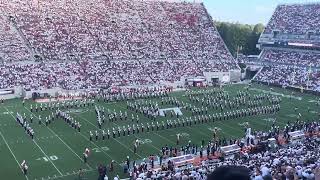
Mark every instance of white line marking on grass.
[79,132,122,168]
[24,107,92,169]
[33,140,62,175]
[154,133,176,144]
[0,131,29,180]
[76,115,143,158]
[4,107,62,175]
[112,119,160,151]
::::::::::
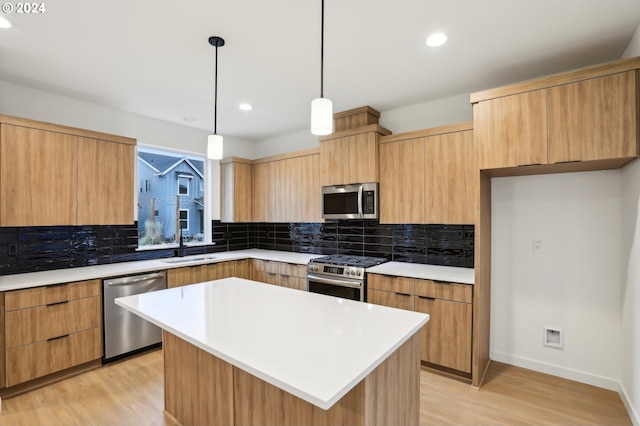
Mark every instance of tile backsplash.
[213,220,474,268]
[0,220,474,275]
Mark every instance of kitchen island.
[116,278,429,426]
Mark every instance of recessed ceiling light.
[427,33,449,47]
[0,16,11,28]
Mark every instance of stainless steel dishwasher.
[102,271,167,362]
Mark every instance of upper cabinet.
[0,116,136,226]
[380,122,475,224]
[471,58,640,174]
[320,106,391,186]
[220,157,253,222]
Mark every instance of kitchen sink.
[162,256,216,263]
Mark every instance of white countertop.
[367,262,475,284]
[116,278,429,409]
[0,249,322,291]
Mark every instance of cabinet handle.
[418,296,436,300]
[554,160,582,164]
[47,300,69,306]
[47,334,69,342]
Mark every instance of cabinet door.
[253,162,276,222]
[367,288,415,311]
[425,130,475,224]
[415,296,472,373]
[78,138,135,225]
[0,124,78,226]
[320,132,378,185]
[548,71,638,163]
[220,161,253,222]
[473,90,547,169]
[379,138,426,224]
::::::::::
Aim - Can you lay out the listing from the line containing "Mark every instance of recessed" through the line containing "[220,157,253,222]" as a two-column CSV with the headers label_request and boxes, one row per request, with each request's text and its answer in single quoted fields and line breaks replaced by spaces?

Final result -
label_request,boxes
"Mark every instance of recessed ceiling light.","[427,33,449,47] [0,16,11,28]"
"Mark every instance of stainless steel dishwasher.","[102,271,167,362]"
"Mark every instance of upper cabinet.","[0,116,136,226] [380,122,475,224] [471,58,640,174] [320,106,391,186] [220,157,253,222]"